| RECORDS FOR THE EXERCISE |
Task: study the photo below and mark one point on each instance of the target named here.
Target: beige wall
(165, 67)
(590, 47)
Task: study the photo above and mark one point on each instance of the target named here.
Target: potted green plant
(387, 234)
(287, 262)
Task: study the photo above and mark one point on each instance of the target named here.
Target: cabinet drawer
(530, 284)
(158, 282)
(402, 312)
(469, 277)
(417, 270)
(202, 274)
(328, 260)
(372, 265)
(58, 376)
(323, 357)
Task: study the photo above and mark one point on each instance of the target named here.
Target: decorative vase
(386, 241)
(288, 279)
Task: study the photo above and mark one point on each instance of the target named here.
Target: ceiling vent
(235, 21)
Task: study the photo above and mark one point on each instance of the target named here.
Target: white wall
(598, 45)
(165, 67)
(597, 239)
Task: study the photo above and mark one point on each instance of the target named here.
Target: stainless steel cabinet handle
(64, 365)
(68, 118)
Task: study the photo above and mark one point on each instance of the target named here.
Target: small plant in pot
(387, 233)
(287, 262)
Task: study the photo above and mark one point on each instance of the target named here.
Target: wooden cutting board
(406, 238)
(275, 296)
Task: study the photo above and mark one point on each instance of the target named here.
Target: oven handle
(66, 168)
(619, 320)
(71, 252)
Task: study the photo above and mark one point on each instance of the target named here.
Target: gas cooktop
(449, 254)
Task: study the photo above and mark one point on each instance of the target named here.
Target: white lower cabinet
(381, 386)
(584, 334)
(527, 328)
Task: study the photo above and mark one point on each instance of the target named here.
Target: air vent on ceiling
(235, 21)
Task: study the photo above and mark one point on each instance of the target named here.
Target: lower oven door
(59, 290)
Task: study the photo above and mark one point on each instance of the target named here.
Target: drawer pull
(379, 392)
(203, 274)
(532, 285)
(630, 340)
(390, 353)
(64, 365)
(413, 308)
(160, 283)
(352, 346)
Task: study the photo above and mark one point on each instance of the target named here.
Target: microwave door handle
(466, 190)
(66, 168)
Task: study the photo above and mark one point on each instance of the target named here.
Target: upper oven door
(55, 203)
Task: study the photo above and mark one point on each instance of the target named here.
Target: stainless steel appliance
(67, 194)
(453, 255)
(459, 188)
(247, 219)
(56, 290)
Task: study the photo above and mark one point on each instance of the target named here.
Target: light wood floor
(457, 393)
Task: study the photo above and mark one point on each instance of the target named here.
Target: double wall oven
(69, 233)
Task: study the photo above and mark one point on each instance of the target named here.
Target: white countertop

| TASK PROMPT |
Output the material in full, exactly as it appears.

| RESULT FOR THIS TASK |
Task: study the photo below and mark one point on each instance of the target named here.
Target: beige wall
(165, 67)
(590, 47)
Task: study the photo above and mark one point on each instance of the target named here.
Target: potted green plant
(387, 234)
(287, 262)
Task: study the photo above and mark one point on each instance of the target named here.
Target: cabinet drawer
(530, 284)
(158, 282)
(402, 312)
(469, 277)
(417, 270)
(202, 274)
(328, 260)
(372, 265)
(58, 376)
(323, 357)
Task: study the photo above and mark one point on each instance of the target named here.
Target: decorative vase
(386, 241)
(288, 279)
Task: study the photo above and mark one point on each instance of the target named here.
Target: ceiling vent
(235, 21)
Task: study the photo above and mark one point on each instance of the target named here.
Target: white wall
(598, 45)
(165, 67)
(597, 239)
Task: study the photo above and mark one point on each instance of the target named here.
Target: stainless steel cabinet handle
(64, 365)
(68, 118)
Task: study the photo above and mark one point on each instance of the target named here.
Target: small plant in pot
(387, 233)
(287, 262)
Task: study the photo above and mark one point on each instance of the target named here.
Target: wooden cutting board
(406, 238)
(275, 296)
Task: study the photo above and mark one point on each instance of the target named here.
Target: oven handle
(66, 168)
(619, 320)
(71, 252)
Task: study the photo above and mark one point on each instance of the target named here.
Target: gas cooktop
(449, 254)
Task: study the photo above and mark one point on each instance of the target named here.
Target: white lower cabinet
(381, 386)
(584, 334)
(527, 328)
Task: study the photo above and mark one point on each instance of the target named here.
Target: air vent on ceiling
(235, 21)
Task: study the photo above and mark one point on each instance of the target named here.
Target: lower oven door
(59, 290)
Task: study the photo above and mark one point on each instance of the target named here.
Target: drawer pull
(379, 392)
(203, 274)
(532, 285)
(630, 340)
(390, 353)
(64, 365)
(413, 308)
(160, 283)
(352, 346)
Task: study the photo above and mark one point on each instance of the target named here.
Target: microwave door handle
(466, 190)
(66, 168)
Task: study the photo above and mark one point on each instance of the target named here.
Target: upper oven door
(55, 203)
Task: study the photo above and mark one point on each instance of the target named here.
Target: stainless steel appliance
(67, 194)
(453, 255)
(459, 188)
(247, 219)
(56, 290)
Task: study the photo above and mark one point on each instance of the target named here.
Target: light wood floor
(457, 393)
Task: study the photo above and mark one point on each instance of the target named here.
Target: double wall oven
(69, 233)
Task: study the photo above and mark one point on each instance of the target named here.
Target: white countertop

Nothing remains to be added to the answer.